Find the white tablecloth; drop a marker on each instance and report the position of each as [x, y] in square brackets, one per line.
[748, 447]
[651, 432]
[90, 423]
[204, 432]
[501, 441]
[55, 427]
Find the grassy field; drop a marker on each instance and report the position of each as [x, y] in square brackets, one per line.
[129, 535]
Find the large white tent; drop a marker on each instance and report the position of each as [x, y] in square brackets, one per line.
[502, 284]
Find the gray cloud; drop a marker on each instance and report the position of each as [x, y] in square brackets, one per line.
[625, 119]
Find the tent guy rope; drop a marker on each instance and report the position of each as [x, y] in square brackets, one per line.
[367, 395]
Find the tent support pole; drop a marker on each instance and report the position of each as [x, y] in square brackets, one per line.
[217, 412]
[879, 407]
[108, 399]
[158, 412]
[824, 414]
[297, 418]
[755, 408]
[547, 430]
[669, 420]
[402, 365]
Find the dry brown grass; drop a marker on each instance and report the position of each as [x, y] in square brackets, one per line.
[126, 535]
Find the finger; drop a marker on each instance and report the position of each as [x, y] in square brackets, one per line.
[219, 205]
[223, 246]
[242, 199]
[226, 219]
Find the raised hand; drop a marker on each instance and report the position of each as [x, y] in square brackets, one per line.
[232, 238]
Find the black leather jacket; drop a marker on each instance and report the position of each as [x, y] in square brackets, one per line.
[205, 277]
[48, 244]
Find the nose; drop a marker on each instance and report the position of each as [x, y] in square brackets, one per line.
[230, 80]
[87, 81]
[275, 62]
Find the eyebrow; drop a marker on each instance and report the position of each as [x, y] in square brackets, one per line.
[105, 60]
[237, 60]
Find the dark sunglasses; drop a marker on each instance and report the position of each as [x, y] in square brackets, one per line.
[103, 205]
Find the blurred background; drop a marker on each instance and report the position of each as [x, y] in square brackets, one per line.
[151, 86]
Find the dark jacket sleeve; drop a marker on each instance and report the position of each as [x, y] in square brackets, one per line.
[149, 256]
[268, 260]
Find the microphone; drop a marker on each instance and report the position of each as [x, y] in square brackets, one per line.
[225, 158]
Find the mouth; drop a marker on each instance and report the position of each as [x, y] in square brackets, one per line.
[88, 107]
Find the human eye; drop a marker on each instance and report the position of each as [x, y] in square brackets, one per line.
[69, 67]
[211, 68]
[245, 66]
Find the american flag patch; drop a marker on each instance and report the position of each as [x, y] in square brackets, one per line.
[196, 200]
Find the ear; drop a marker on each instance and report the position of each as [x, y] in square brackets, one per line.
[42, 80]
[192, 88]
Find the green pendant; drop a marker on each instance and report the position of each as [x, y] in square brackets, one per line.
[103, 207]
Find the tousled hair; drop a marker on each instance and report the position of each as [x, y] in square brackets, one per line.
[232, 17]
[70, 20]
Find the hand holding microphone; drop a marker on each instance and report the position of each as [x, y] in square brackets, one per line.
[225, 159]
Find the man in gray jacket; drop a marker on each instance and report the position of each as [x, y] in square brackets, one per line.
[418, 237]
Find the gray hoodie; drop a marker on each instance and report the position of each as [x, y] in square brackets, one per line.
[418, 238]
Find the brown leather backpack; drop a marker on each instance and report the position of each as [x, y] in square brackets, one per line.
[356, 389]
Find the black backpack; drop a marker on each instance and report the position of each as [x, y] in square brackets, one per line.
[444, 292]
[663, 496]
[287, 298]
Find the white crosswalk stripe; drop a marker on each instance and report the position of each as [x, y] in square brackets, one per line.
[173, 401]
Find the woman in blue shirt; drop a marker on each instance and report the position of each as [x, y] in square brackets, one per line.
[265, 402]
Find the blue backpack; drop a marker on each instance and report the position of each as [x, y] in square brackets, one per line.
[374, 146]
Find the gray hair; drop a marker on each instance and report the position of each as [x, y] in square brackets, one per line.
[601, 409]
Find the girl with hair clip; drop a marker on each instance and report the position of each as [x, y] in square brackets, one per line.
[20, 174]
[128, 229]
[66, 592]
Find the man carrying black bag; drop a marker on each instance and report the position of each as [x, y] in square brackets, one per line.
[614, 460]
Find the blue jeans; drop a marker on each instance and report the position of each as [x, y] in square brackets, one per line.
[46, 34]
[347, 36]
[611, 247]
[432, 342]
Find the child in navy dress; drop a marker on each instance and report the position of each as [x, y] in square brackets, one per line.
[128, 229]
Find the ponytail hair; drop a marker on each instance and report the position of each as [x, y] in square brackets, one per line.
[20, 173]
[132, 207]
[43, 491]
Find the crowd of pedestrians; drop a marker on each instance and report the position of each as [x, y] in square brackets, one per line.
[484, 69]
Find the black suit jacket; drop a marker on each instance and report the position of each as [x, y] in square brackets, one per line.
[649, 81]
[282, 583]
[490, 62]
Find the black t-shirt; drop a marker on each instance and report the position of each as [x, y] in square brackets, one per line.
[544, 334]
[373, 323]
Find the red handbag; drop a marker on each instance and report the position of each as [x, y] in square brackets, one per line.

### Objective
Starting at the line that contains "Find the ponytail", write out every line to the end of the entries, exactly as given.

### Solution to the exercise
Find the ponytail hair; drop a marker on each instance and report the position of each as [x, y] in square brackets, one per line.
[20, 173]
[132, 207]
[43, 491]
Find the crowd of pedestrians; drop a marker on each instance and report the position of each as [x, y] in square brackets, one per line.
[484, 69]
Find the black suit jacket; drop a marker on each instance and report the position of each as [x, y] in square brackets, one per line.
[649, 81]
[282, 583]
[490, 62]
Find the black t-shirt; drop a marker on each instance and report the position of each as [x, y] in square brackets, one per line.
[544, 334]
[373, 323]
Find the red handbag; drop a marker on each instance and report the position of each as [x, y] in square brackets, one per line.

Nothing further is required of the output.